Document section »
^^^^
Skip to content

feat(ros-z-dds): add ros-z-bridge-dds — native DDS↔Zenoh bridge#176

Open
YuanYuYuan wants to merge 48 commits into
mainfrom
dev/ros2dds-bridge
Open

feat(ros-z-dds): add ros-z-bridge-dds — native DDS↔Zenoh bridge#176
YuanYuYuan wants to merge 48 commits into
mainfrom
dev/ros2dds-bridge

Conversation

@YuanYuYuan
Copy link
Copy Markdown
Collaborator

@YuanYuYuan YuanYuYuan commented May 8, 2026

Summary

  • Add ros-z-dds library crate exposing a DDS↔Zenoh bridge as a first-class ros-z component
  • Add ros-z-bridge-dds binary (thin CLI shell over ros-z-dds) connecting existing DDS-based ROS 2 nodes to a Zenoh/ros-z network without recompilation or code changes on either side
  • Full pub/sub, service, and action bridging with correct CDR framing, QoS mapping, and TRANSIENT_LOCAL support
  • Bridge-to-bridge federation across DDS domains via Zenoh liveliness tokens
  • ros_discovery_info publishing so ros2 topic/node/service list works on both sides
  • Documentation chapter and runnable examples: https://zettascalelabs.github.io/ros-z/pr-preview/pr-176/user-guide/dds-bridge/

Key Changes

  • crates/ros-z-dds/ — new library crate with ZDdsBridge (auto-discovery), ZDdsPubBridge, ZDdsSubBridge, ZDdsServiceBridge, ZDdsClientBridge, DdsBridgeExt typed-bridge trait
  • crates/ros-z-bridge-dds/ — thin CLI binary wiring ros-z-dds to clap args
  • docs/user-guide/dds-bridge.md — full documentation chapter including migration guide from zenoh-plugin-ros2dds
  • crates/ros-z-dds/examples/auto_bridge.rs and custom_bridge.rs runnable examples
  • 42 protocol-level unit tests and 6 rmw_cyclonedds_cpp interop tests

Fixes zenoh-plugin-ros2dds issues

#697 — Publications not delivered to remote_api WebSocket subscribers
Fixed by architecture. The old plugin ran embedded inside zenohd alongside remote_api; its internal publishers did not propagate to co-loaded plugin subscribers. This bridge is a standalone process with its own Zenoh client session. It publishes through the router like any other Zenoh client — WebSocket subscribers on the router receive the data normally.

#690 — Route drops when many DDS participants join simultaneously
Likely fixed. The old plugin had a transient-local route renegotiation step that could tear down an existing route under simultaneous participant joins and fail to re-establish it. This bridge has no renegotiation step: each DDS endpoint is independently tracked by GID. Adding new endpoints never disturbs existing routes. TRANSIENT_LOCAL caching is handled by AdvancedPublisher independently of route lifecycle.

#647 — Service reply dropped due to wrong client_guid in CDR framing
Fixed. The old plugin embedded an incorrect client_guid in the CDR request body, so the DDS server's reply was addressed to an unrecognized GUID and dropped. This bridge derives client_guid from req_writer.instance_handle() — the actual DDS writer GID — so the server addresses its reply correctly. In-flight queries are also tracked by a locally-generated sequence number, making response matching robust across DDS vendor differences.
^^^^
Excerpted data »

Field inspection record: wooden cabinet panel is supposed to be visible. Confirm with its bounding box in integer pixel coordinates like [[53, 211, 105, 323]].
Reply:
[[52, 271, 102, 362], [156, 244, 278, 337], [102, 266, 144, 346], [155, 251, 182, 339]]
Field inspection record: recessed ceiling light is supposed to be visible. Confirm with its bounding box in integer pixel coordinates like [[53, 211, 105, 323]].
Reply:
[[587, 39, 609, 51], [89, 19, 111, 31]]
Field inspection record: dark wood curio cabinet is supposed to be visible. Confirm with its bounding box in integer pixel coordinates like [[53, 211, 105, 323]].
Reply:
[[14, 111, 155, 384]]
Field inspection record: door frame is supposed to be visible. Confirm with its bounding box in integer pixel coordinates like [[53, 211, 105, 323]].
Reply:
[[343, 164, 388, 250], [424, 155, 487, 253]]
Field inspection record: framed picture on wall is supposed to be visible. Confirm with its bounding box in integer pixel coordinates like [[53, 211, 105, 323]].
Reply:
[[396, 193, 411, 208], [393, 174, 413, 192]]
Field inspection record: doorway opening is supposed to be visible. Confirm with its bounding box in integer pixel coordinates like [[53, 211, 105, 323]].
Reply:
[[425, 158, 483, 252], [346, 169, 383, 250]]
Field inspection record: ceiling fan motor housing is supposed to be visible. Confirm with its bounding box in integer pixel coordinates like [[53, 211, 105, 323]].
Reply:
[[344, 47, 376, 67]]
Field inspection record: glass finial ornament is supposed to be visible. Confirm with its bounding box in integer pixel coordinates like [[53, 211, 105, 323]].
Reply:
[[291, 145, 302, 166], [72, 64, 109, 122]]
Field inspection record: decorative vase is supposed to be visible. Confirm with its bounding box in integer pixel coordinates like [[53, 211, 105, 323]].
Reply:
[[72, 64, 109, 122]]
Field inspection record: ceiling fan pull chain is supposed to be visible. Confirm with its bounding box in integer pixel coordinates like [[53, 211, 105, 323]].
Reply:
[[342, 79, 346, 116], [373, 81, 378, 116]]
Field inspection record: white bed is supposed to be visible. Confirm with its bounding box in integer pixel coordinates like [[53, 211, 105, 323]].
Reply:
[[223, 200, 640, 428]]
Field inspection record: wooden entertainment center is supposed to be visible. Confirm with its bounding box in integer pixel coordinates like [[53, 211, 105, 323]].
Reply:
^^^^
Requirement A »
According to the DDS bridge pull request, where does the new bridge get the client_guid it puts in service requests?
Requirement B »
In the DDS bridge pull request, turn the paragraph that begins "Likely fixed. The old plugin had a transient-local route renegotiation step" into a short bulleted list that keeps its main facts.

Finished answer A »
It takes it from req_writer.instance_handle(), which is the actual DDS writer GID.

Finished answer B »
- Likely fixed.
- The old plugin had a transient-local route renegotiation step. When many participants joined at once, this step could tear down an existing route and fail to rebuild it.
- The new bridge has no renegotiation step. It tracks each DDS endpoint independently by GID.
- Adding new endpoints never disturbs existing routes.
- AdvancedPublisher handles TRANSIENT_LOCAL caching separately from the route lifecycle.